**Record list**

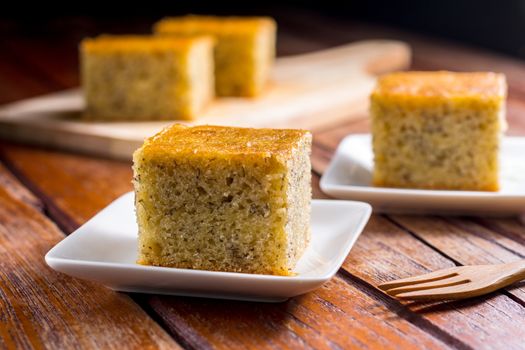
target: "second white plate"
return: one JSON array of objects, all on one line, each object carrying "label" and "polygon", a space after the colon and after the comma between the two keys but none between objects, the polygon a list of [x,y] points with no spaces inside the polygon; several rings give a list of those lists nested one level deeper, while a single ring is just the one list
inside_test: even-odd
[{"label": "second white plate", "polygon": [[525,138],[504,137],[501,190],[437,191],[381,188],[371,185],[373,154],[370,134],[349,135],[339,144],[321,189],[342,199],[365,201],[385,213],[505,216],[525,213]]}]

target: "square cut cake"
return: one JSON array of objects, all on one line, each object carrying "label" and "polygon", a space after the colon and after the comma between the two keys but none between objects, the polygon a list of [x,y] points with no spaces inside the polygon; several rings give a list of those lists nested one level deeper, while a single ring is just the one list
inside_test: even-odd
[{"label": "square cut cake", "polygon": [[191,120],[214,96],[210,37],[103,35],[80,50],[88,118]]},{"label": "square cut cake", "polygon": [[173,125],[135,151],[140,264],[290,275],[310,237],[311,134]]},{"label": "square cut cake", "polygon": [[374,185],[497,191],[505,98],[502,74],[383,76],[371,95]]},{"label": "square cut cake", "polygon": [[275,21],[268,17],[189,15],[157,22],[160,35],[212,35],[215,47],[215,91],[218,96],[257,96],[264,89],[275,59]]}]

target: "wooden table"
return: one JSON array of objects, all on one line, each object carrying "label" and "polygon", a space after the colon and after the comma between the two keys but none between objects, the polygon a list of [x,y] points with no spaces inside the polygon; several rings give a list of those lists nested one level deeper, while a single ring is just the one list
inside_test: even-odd
[{"label": "wooden table", "polygon": [[[525,134],[525,62],[311,13],[277,19],[280,54],[383,37],[413,46],[414,69],[504,72],[509,134]],[[61,30],[51,30],[45,40],[9,30],[0,34],[0,102],[78,84],[82,33],[112,27],[78,19],[66,25],[57,25]],[[318,180],[338,142],[368,129],[365,115],[354,117],[314,131],[316,198],[325,197]],[[525,347],[523,283],[434,304],[401,303],[375,287],[454,265],[524,258],[525,226],[516,218],[374,215],[330,282],[280,304],[116,293],[55,273],[43,256],[131,189],[130,164],[5,142],[0,160],[0,348]]]}]

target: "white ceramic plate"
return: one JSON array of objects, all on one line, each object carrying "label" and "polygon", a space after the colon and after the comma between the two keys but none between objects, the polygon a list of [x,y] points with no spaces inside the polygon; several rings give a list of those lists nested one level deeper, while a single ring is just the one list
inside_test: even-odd
[{"label": "white ceramic plate", "polygon": [[504,216],[525,213],[525,138],[504,137],[501,190],[437,191],[372,187],[373,154],[369,134],[349,135],[337,148],[321,189],[342,199],[370,203],[386,213]]},{"label": "white ceramic plate", "polygon": [[111,203],[46,255],[53,269],[126,292],[282,301],[311,291],[339,269],[372,212],[352,201],[314,200],[312,240],[292,277],[137,265],[133,193]]}]

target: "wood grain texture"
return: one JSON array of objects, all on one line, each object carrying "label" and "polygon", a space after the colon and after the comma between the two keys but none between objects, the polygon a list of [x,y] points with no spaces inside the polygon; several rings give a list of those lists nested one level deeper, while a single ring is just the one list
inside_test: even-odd
[{"label": "wood grain texture", "polygon": [[63,234],[5,168],[0,179],[0,346],[177,347],[128,296],[47,267],[43,256]]},{"label": "wood grain texture", "polygon": [[[40,195],[47,198],[47,202],[56,203],[72,222],[80,220],[77,225],[86,221],[101,205],[103,207],[106,202],[130,189],[129,164],[124,170],[121,169],[124,164],[112,167],[106,160],[56,151],[37,151],[35,154],[26,147],[9,146],[4,146],[3,151],[9,166],[16,169],[15,172],[24,174],[24,181],[39,188]],[[40,171],[37,168],[25,169],[24,164],[35,164],[31,159],[37,161]],[[107,168],[107,171],[93,173],[92,167],[97,163],[98,168]],[[108,182],[107,174],[111,174],[111,183],[120,185],[98,190],[97,184]],[[77,178],[83,179],[82,186],[78,185]],[[317,182],[318,177],[314,177],[314,184]],[[68,190],[64,191],[64,188]],[[86,189],[90,189],[91,193],[83,196]],[[317,194],[317,191],[318,187],[314,188],[314,193]],[[70,205],[73,203],[77,204]],[[55,219],[60,221],[62,217]],[[378,298],[384,297],[368,288],[363,291],[337,278],[311,296],[293,299],[291,305],[294,307],[284,309],[273,304],[259,306],[183,297],[141,296],[139,300],[146,303],[173,334],[197,348],[213,344],[219,348],[276,345],[343,349],[360,343],[415,348],[419,342],[428,348],[439,348],[447,342],[453,343],[447,337],[441,339],[427,334],[409,319],[397,317],[387,307],[381,306],[382,301]],[[330,307],[332,304],[339,306]],[[254,309],[258,311],[252,314]],[[334,319],[338,320],[340,328],[333,329]],[[354,319],[360,319],[362,326],[354,324]],[[337,336],[343,330],[345,336]]]},{"label": "wood grain texture", "polygon": [[[12,146],[4,147],[4,156],[9,160],[10,165],[14,167],[16,172],[24,174],[27,181],[33,183],[37,188],[44,189],[42,194],[46,198],[49,198],[49,201],[57,203],[59,210],[65,212],[69,217],[75,218],[74,220],[81,220],[79,223],[84,222],[92,213],[101,209],[99,205],[105,202],[109,203],[114,197],[131,188],[129,183],[131,173],[125,169],[129,168],[129,164],[117,163],[114,168],[115,170],[112,171],[111,162],[106,160],[90,159],[77,155],[65,155],[56,151],[34,151],[27,147]],[[37,164],[41,169],[40,172],[33,168],[34,160],[38,161]],[[92,168],[97,168],[97,163],[100,165],[99,168],[104,167],[106,170],[93,173]],[[52,178],[54,180],[49,180],[49,174],[53,174]],[[112,183],[119,184],[119,186],[105,187],[103,191],[96,190],[97,184],[104,184],[108,181],[107,174],[112,174]],[[75,179],[78,178],[82,179],[81,185],[75,181]],[[317,181],[318,177],[314,176],[314,186],[317,184]],[[68,188],[67,193],[63,192],[64,187]],[[81,193],[84,192],[86,188],[94,191],[92,191],[89,196],[82,197]],[[318,188],[314,187],[314,194],[322,195],[317,191]],[[79,201],[81,201],[81,204]],[[414,220],[415,219],[417,219],[417,217],[414,218]],[[57,220],[60,220],[60,218],[57,218]],[[446,254],[447,249],[444,251]],[[353,279],[354,276],[362,281],[362,284],[366,286],[367,293],[371,293],[374,299],[382,298],[381,292],[373,292],[372,286],[374,285],[390,279],[421,274],[453,265],[454,260],[444,256],[443,253],[436,252],[427,244],[415,238],[407,230],[399,228],[389,221],[389,219],[374,216],[345,262],[345,270],[343,273],[347,274],[346,276],[348,276],[348,281],[350,281],[351,285],[356,283]],[[348,291],[348,293],[349,292],[350,291]],[[331,298],[336,297],[337,295],[331,295]],[[190,312],[188,311],[189,309],[186,309],[188,306],[184,306],[184,308],[182,308],[184,312],[177,312],[178,309],[173,309],[173,306],[171,306],[172,301],[165,301],[165,299],[173,300],[173,298],[158,298],[160,298],[160,300],[150,300],[146,298],[146,301],[148,305],[160,315],[164,322],[166,322],[172,332],[177,334],[178,332],[183,332],[183,334],[186,334],[188,329],[192,330],[193,333],[196,332],[196,334],[190,332],[192,336],[189,337],[189,341],[194,342],[192,344],[195,346],[200,343],[216,344],[217,335],[212,332],[216,323],[206,321],[209,318],[215,320],[222,320],[224,318],[224,320],[221,321],[224,332],[219,332],[221,337],[232,340],[238,336],[237,333],[228,330],[228,327],[236,329],[236,324],[239,323],[241,317],[238,316],[238,318],[234,319],[235,322],[232,321],[231,324],[228,324],[228,322],[231,321],[231,315],[237,312],[235,307],[229,307],[231,311],[228,316],[223,315],[222,308],[217,309],[217,314],[208,310],[206,316],[198,318],[202,322],[202,324],[199,324],[195,317],[190,316],[196,311]],[[185,305],[184,303],[181,304],[179,298],[176,299],[176,305],[179,307]],[[331,302],[333,301],[331,299],[329,300]],[[199,300],[193,304],[199,305],[200,302]],[[230,302],[217,303],[218,305],[229,305]],[[378,301],[378,303],[382,304],[384,301]],[[416,317],[419,320],[417,324],[418,327],[424,327],[433,337],[449,345],[483,348],[485,345],[484,338],[478,337],[476,332],[478,328],[486,330],[487,336],[503,339],[503,344],[508,348],[519,348],[519,343],[522,339],[525,339],[525,330],[522,330],[522,327],[516,326],[516,323],[512,321],[513,319],[523,319],[523,317],[525,317],[525,309],[505,295],[495,296],[493,300],[490,300],[490,307],[487,307],[484,303],[471,301],[453,304],[449,308],[446,308],[446,315],[440,312],[430,312],[417,316],[418,314],[414,313],[414,310],[417,311],[417,308],[413,310],[410,306],[399,304],[398,302],[390,301],[390,303],[391,305],[389,307],[392,310],[396,310],[397,314],[395,316],[390,315],[389,317],[399,318],[399,315],[402,315],[408,320]],[[166,309],[171,311],[168,312]],[[481,314],[484,315],[484,317],[480,317],[479,315]],[[485,319],[485,316],[487,319],[493,320],[498,326],[490,326],[491,323]],[[329,317],[329,315],[325,314],[323,316],[319,314],[317,317]],[[228,325],[228,327],[226,327],[226,325]],[[326,324],[323,327],[327,326]],[[267,325],[265,327],[267,327]],[[274,325],[272,327],[277,326]],[[249,333],[246,339],[243,338],[242,341],[237,341],[248,346],[252,344],[250,342],[253,341],[253,339],[258,339],[259,331],[260,329],[255,327],[253,333]],[[321,330],[317,331],[323,333]],[[517,335],[518,337],[513,335]],[[194,337],[197,338],[194,339]],[[313,340],[309,338],[310,335],[305,335],[305,337],[306,340],[303,341],[312,345],[311,342],[313,342]],[[284,337],[283,341],[290,340]],[[335,341],[335,339],[326,337],[324,341]]]},{"label": "wood grain texture", "polygon": [[[347,110],[366,110],[375,74],[409,63],[407,45],[385,40],[280,57],[261,96],[216,99],[195,121],[179,122],[308,129],[341,122],[352,116]],[[146,137],[174,122],[85,121],[84,104],[81,91],[73,90],[3,106],[0,137],[129,160]]]},{"label": "wood grain texture", "polygon": [[[285,28],[281,36],[284,41],[280,41],[279,50],[287,54],[385,37],[406,40],[413,45],[413,67],[416,69],[494,67],[493,70],[512,75],[509,79],[509,133],[525,134],[525,85],[521,79],[524,63],[390,28],[342,23],[300,11],[293,14],[283,16],[288,20],[282,26]],[[52,47],[64,47],[61,39],[58,40]],[[13,62],[0,59],[0,72],[2,64],[7,68],[15,67],[10,79],[20,77],[22,82],[7,99],[0,96],[0,100],[25,98],[38,89],[52,91],[57,85],[66,88],[76,83],[72,78],[76,74],[73,56],[66,54],[64,64],[56,65],[53,61],[56,62],[60,55],[49,50],[42,52],[47,58],[37,64],[33,61],[38,56],[28,56],[32,52],[31,43],[10,42],[8,50],[14,53],[11,57],[25,58],[18,66],[32,67],[34,74],[28,76]],[[69,52],[76,53],[73,42],[69,40],[66,47]],[[0,79],[0,91],[3,86],[8,87],[9,81]],[[354,121],[323,125],[314,133],[312,164],[317,175],[324,171],[344,136],[368,131],[366,113],[348,113],[354,113]],[[1,144],[0,152],[7,168],[14,173],[14,176],[0,176],[0,187],[10,188],[9,183],[16,181],[15,177],[21,179],[30,192],[11,190],[10,198],[16,198],[17,205],[37,213],[40,205],[66,232],[131,189],[131,171],[126,162],[11,144]],[[324,198],[317,175],[313,179],[313,193],[316,198]],[[15,207],[12,212],[19,210]],[[3,224],[3,220],[0,215],[0,223]],[[46,237],[40,231],[33,234]],[[132,297],[186,347],[522,348],[525,342],[521,326],[525,320],[523,286],[444,304],[399,303],[374,286],[455,264],[514,259],[523,254],[523,237],[524,226],[517,219],[373,216],[336,278],[317,291],[287,303]],[[38,243],[36,237],[34,241]],[[24,287],[23,283],[20,286]],[[47,317],[53,318],[53,315],[48,313]]]}]

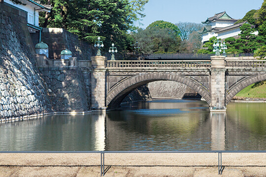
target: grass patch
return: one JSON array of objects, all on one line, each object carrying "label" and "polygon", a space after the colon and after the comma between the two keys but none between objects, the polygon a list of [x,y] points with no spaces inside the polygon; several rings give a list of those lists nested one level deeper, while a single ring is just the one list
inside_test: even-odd
[{"label": "grass patch", "polygon": [[266,80],[249,85],[235,96],[252,98],[266,98]]}]

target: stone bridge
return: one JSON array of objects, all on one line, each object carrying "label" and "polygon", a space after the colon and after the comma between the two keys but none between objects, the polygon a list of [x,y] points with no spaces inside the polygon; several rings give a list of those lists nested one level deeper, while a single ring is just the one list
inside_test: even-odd
[{"label": "stone bridge", "polygon": [[[131,92],[149,82],[182,83],[200,95],[211,111],[225,111],[232,98],[246,86],[266,80],[266,61],[253,57],[213,56],[209,60],[91,61],[39,60],[41,67],[77,67],[91,73],[91,106],[102,110],[118,107]],[[42,62],[40,62],[41,61]]]}]

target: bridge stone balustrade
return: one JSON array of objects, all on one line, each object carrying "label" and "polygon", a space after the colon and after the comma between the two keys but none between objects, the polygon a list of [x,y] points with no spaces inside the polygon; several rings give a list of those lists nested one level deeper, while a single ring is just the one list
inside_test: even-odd
[{"label": "bridge stone balustrade", "polygon": [[[266,80],[266,60],[251,57],[212,56],[205,60],[106,61],[102,56],[91,60],[37,60],[39,67],[77,67],[84,75],[90,92],[91,107],[102,110],[119,107],[131,91],[159,80],[183,83],[197,92],[209,104],[211,111],[224,111],[239,91]],[[87,78],[86,77],[86,78]],[[88,85],[88,84],[91,84]]]}]

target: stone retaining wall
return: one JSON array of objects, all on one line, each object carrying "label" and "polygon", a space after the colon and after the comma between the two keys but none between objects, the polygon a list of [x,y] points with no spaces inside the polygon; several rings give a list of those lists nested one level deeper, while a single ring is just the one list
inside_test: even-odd
[{"label": "stone retaining wall", "polygon": [[79,40],[77,35],[63,28],[43,28],[41,40],[48,45],[51,59],[60,59],[61,52],[65,49],[69,50],[72,56],[79,60],[90,60],[97,52],[92,45]]},{"label": "stone retaining wall", "polygon": [[0,3],[0,120],[52,111],[35,67],[26,14]]},{"label": "stone retaining wall", "polygon": [[39,70],[47,84],[55,111],[86,112],[90,109],[90,92],[85,84],[83,73],[78,68],[40,68]]}]

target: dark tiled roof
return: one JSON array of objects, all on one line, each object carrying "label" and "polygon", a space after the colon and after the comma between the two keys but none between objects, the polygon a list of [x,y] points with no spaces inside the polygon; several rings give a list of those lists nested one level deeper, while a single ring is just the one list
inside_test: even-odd
[{"label": "dark tiled roof", "polygon": [[37,5],[39,6],[41,8],[43,8],[43,9],[47,10],[51,10],[52,7],[51,5],[46,5],[46,4],[43,4],[40,3],[40,1],[39,0],[27,0],[27,1],[29,1],[36,5]]},{"label": "dark tiled roof", "polygon": [[[230,19],[221,19],[221,17],[222,17],[223,15],[226,15],[227,16],[228,16]],[[226,11],[223,12],[218,13],[217,14],[215,14],[214,16],[211,17],[209,17],[204,22],[202,22],[202,23],[206,23],[208,22],[211,22],[213,20],[218,20],[218,21],[237,21],[238,20],[237,19],[234,19],[232,18],[231,17],[230,17],[227,13],[226,13]]]},{"label": "dark tiled roof", "polygon": [[[243,25],[243,24],[244,24],[245,23],[247,23],[247,21],[245,21],[241,22],[241,23],[237,23],[237,24],[236,24],[235,25],[231,25],[231,26],[230,26],[227,27],[223,28],[222,28],[221,29],[220,29],[220,30],[219,30],[218,32],[217,32],[216,33],[219,33],[224,32],[226,32],[227,31],[235,29],[235,28],[239,28],[240,27],[242,26]],[[254,25],[251,25],[251,28],[254,28],[254,27],[255,27]]]}]

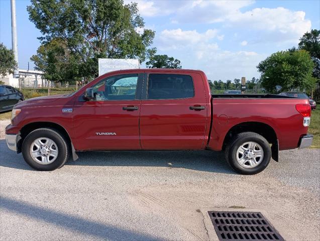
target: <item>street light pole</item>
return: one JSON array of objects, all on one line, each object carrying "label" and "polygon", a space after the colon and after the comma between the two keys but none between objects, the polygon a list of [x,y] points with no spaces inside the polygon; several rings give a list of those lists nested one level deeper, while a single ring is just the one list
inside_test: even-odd
[{"label": "street light pole", "polygon": [[18,41],[17,40],[17,22],[16,21],[16,0],[11,0],[11,35],[12,38],[12,50],[17,61],[17,69],[15,70],[14,77],[19,78],[19,63],[18,59]]}]

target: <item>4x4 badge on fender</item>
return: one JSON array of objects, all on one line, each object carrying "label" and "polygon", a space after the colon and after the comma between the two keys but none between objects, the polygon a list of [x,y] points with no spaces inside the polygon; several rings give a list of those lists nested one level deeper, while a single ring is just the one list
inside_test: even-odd
[{"label": "4x4 badge on fender", "polygon": [[115,132],[96,132],[97,136],[117,136]]}]

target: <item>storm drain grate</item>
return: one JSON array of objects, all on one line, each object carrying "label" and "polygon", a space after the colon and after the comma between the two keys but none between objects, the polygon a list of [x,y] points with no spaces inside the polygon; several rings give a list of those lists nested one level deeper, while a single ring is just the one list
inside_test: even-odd
[{"label": "storm drain grate", "polygon": [[208,211],[220,240],[283,240],[261,212]]}]

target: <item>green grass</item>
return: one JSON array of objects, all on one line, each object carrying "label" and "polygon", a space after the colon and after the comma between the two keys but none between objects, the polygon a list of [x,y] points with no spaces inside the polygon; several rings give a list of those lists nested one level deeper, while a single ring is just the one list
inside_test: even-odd
[{"label": "green grass", "polygon": [[11,110],[0,113],[0,120],[11,119]]},{"label": "green grass", "polygon": [[313,135],[313,142],[311,148],[320,148],[320,106],[317,103],[317,108],[312,111],[311,123],[308,132]]},{"label": "green grass", "polygon": [[[59,94],[68,94],[75,91],[72,88],[50,88],[50,95]],[[48,95],[48,88],[32,89],[25,88],[21,89],[21,92],[26,99],[34,98],[35,97],[45,96]]]}]

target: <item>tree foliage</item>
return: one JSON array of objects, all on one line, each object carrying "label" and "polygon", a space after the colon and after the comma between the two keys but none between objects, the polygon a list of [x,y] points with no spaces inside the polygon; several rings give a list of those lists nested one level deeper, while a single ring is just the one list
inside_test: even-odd
[{"label": "tree foliage", "polygon": [[73,83],[78,80],[80,75],[84,74],[79,69],[81,59],[77,55],[72,54],[60,39],[54,39],[41,45],[37,54],[30,59],[35,63],[36,69],[44,72],[46,79],[55,82],[69,81]]},{"label": "tree foliage", "polygon": [[320,30],[312,29],[310,33],[306,33],[300,39],[299,49],[308,51],[314,63],[313,77],[320,81]]},{"label": "tree foliage", "polygon": [[[122,0],[31,0],[27,10],[30,21],[43,35],[39,38],[42,44],[39,58],[33,60],[45,72],[59,63],[58,69],[63,64],[75,67],[75,77],[93,78],[98,75],[98,58],[145,61],[154,37],[154,31],[144,29],[137,4],[124,5]],[[52,43],[57,40],[59,47]],[[45,50],[48,48],[50,51]],[[59,57],[53,60],[50,53],[53,55],[55,51]],[[63,52],[67,57],[61,59]],[[42,54],[45,52],[48,55]],[[48,76],[58,81],[69,73],[63,71],[54,76],[48,72]]]},{"label": "tree foliage", "polygon": [[309,54],[301,50],[277,52],[257,67],[261,73],[262,86],[267,91],[275,93],[276,85],[281,86],[281,91],[312,88],[315,80],[312,77],[313,66]]},{"label": "tree foliage", "polygon": [[0,77],[13,74],[17,67],[13,51],[0,43]]},{"label": "tree foliage", "polygon": [[173,57],[169,57],[166,54],[152,55],[146,65],[148,68],[181,69],[182,67],[180,60]]}]

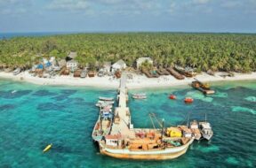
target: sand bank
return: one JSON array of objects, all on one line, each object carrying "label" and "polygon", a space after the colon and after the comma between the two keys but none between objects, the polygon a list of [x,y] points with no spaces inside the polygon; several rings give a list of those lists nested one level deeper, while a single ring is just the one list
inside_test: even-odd
[{"label": "sand bank", "polygon": [[[223,78],[220,76],[221,73],[217,73],[215,76],[208,75],[204,73],[196,75],[196,79],[201,81],[228,81],[228,80],[256,80],[256,73],[235,73],[235,77]],[[0,73],[0,78],[11,79],[14,80],[23,80],[38,85],[68,85],[68,86],[84,86],[106,88],[117,88],[119,80],[110,76],[94,78],[74,78],[73,76],[56,76],[53,78],[39,78],[31,76],[28,72],[23,72],[16,76],[12,73]],[[161,76],[157,79],[148,79],[144,75],[133,74],[132,79],[127,80],[128,88],[167,88],[180,85],[188,85],[194,80],[193,78],[185,80],[176,80],[173,76]]]}]

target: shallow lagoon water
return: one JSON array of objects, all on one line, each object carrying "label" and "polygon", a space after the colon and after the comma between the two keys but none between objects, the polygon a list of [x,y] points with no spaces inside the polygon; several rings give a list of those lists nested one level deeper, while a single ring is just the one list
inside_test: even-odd
[{"label": "shallow lagoon water", "polygon": [[[191,119],[207,113],[214,131],[210,142],[195,141],[177,159],[131,161],[101,156],[91,138],[95,102],[100,95],[116,97],[116,90],[0,80],[0,167],[255,167],[255,81],[213,88],[217,94],[209,96],[188,87],[131,90],[148,95],[145,101],[130,99],[135,127],[153,127],[149,112],[164,118],[166,126],[186,123],[188,113]],[[178,99],[169,100],[171,93]],[[187,95],[194,103],[183,103]],[[49,143],[52,149],[44,154]]]}]

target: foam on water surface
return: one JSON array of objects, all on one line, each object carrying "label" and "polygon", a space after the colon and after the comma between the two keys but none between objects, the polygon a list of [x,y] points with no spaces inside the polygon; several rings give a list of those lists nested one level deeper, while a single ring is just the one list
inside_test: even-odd
[{"label": "foam on water surface", "polygon": [[229,157],[226,159],[226,162],[228,164],[233,164],[233,165],[238,165],[239,164],[239,161],[234,157]]},{"label": "foam on water surface", "polygon": [[244,99],[249,101],[249,102],[256,103],[256,96],[248,96],[248,97],[246,97]]},{"label": "foam on water surface", "polygon": [[202,94],[199,91],[190,91],[187,93],[187,96],[191,96],[194,99],[198,99],[204,102],[211,103],[213,101],[212,97],[205,96],[204,94]]},{"label": "foam on water surface", "polygon": [[250,109],[247,107],[241,107],[241,106],[233,106],[232,107],[233,112],[250,112],[252,114],[256,114],[256,111],[253,109]]},{"label": "foam on water surface", "polygon": [[211,152],[218,152],[218,151],[220,151],[220,148],[218,146],[216,146],[216,145],[211,145],[209,147],[199,146],[197,148],[197,149],[199,149],[203,153],[211,153]]}]

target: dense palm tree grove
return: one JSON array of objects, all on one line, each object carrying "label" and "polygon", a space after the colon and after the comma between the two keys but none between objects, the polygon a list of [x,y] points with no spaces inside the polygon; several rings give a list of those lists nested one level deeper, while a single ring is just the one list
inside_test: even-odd
[{"label": "dense palm tree grove", "polygon": [[[231,34],[77,34],[0,40],[0,66],[29,68],[43,57],[76,51],[81,66],[123,58],[128,66],[149,57],[156,67],[174,65],[207,71],[256,71],[256,35]],[[97,64],[99,65],[99,64]]]}]

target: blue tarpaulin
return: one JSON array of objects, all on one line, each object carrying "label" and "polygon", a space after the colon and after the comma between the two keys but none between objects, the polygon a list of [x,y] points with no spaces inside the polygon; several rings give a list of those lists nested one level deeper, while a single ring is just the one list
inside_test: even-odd
[{"label": "blue tarpaulin", "polygon": [[36,69],[44,69],[44,65],[37,65]]},{"label": "blue tarpaulin", "polygon": [[52,63],[50,63],[50,62],[47,62],[46,65],[45,65],[46,67],[49,67],[51,65],[52,65]]}]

**Instruction**
Present the entries from the line containing "target: dense palm tree grove" through the end of the entries as a two-column CSV with the columns entry_text and answer. Give one row per entry, holding its text and its answer, each in a single quoted field with line breaks turned into spaces.

**Solved exercise**
entry_text,answer
"target: dense palm tree grove return: one JSON array of objects, all on one line, each object carrying ""label"" and ""polygon"", a space after the colon and after the comma between the two keys but none between objects, the polygon a list of [x,y] points with no spaces inside the polygon; several rings give a list of those lists nested one level deeper, while a single ring is just the one list inside_test: even-odd","[{""label"": ""dense palm tree grove"", ""polygon"": [[[231,34],[77,34],[0,40],[0,66],[29,68],[43,57],[76,51],[81,66],[123,58],[128,66],[149,57],[156,67],[174,65],[207,71],[256,71],[256,35]],[[97,64],[99,65],[99,64]]]}]"
"target: blue tarpaulin return: one JSON array of objects, all on one line, each object carrying ""label"" and ""polygon"", a space after the colon and after the comma between the two keys but none between objects, the polygon a list of [x,y] points with no spaces inside the polygon; several rings give a list of those lists nested one level deeper, while a single ring is just the one list inside_test: even-odd","[{""label"": ""blue tarpaulin"", ""polygon"": [[36,69],[44,69],[44,65],[37,65]]},{""label"": ""blue tarpaulin"", ""polygon"": [[52,63],[50,63],[50,62],[47,62],[46,65],[45,65],[46,67],[49,67],[51,65],[52,65]]}]"